What you have to do >>
Only lines that contain the word "fingernail" belong in the answer; copy them from the records below.

(Beginning of Extracted data)

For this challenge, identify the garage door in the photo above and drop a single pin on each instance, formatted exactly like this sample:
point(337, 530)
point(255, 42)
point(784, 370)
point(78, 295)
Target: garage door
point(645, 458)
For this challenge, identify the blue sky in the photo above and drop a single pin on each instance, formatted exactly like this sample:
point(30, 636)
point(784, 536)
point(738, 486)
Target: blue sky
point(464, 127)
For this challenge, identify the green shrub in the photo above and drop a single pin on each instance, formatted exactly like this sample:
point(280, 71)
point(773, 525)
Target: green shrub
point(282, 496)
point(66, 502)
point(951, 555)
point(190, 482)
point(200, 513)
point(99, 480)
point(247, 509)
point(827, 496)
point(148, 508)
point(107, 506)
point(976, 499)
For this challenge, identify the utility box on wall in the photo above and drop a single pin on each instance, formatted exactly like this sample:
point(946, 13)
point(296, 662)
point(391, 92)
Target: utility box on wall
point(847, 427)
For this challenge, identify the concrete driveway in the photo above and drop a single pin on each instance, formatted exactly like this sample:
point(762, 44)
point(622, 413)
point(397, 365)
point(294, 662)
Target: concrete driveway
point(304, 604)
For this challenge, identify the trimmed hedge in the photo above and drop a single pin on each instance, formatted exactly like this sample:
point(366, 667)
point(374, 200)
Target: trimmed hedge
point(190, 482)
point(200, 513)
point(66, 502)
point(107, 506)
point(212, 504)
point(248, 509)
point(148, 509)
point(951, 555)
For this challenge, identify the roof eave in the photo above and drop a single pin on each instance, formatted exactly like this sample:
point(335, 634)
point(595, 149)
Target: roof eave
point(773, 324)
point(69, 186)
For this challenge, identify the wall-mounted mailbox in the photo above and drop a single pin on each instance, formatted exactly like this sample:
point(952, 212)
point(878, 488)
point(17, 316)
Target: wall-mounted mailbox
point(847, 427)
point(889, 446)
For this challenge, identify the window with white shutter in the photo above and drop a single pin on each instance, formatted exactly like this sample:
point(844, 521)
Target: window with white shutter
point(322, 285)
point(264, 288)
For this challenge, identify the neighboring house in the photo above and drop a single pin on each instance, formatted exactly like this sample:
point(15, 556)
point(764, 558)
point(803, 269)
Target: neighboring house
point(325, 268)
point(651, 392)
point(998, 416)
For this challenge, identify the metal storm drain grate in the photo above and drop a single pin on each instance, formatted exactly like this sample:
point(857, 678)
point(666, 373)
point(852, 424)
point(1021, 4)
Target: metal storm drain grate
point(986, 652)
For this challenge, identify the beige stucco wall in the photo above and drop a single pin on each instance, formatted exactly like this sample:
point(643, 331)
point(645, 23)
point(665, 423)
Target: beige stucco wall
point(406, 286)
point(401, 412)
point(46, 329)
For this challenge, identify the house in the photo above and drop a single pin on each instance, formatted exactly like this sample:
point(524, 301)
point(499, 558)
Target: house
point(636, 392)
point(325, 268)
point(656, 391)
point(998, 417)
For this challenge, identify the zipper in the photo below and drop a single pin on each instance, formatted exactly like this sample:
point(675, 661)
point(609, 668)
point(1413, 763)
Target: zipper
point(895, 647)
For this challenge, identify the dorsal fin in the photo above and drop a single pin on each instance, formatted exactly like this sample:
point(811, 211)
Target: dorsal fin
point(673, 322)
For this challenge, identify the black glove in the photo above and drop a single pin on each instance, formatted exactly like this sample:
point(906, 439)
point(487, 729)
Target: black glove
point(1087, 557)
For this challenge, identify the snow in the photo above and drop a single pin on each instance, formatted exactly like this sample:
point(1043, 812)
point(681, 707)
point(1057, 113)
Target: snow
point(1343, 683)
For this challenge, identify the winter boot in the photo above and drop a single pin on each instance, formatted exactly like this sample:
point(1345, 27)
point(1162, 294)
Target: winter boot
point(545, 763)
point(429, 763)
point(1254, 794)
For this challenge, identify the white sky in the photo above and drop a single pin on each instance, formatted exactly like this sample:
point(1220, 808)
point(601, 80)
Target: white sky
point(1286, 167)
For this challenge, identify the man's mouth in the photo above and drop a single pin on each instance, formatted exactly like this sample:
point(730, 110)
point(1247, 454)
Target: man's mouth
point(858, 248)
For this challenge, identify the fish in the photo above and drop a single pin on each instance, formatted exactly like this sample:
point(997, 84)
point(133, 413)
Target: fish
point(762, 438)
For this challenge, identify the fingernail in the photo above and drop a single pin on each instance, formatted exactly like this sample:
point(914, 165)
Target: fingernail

(End of Extracted data)

Your solution >>
For this challenge, identify the fingernail in the photo above and drop a single pin on each instance, formatted exactly like this sample:
Target: fingernail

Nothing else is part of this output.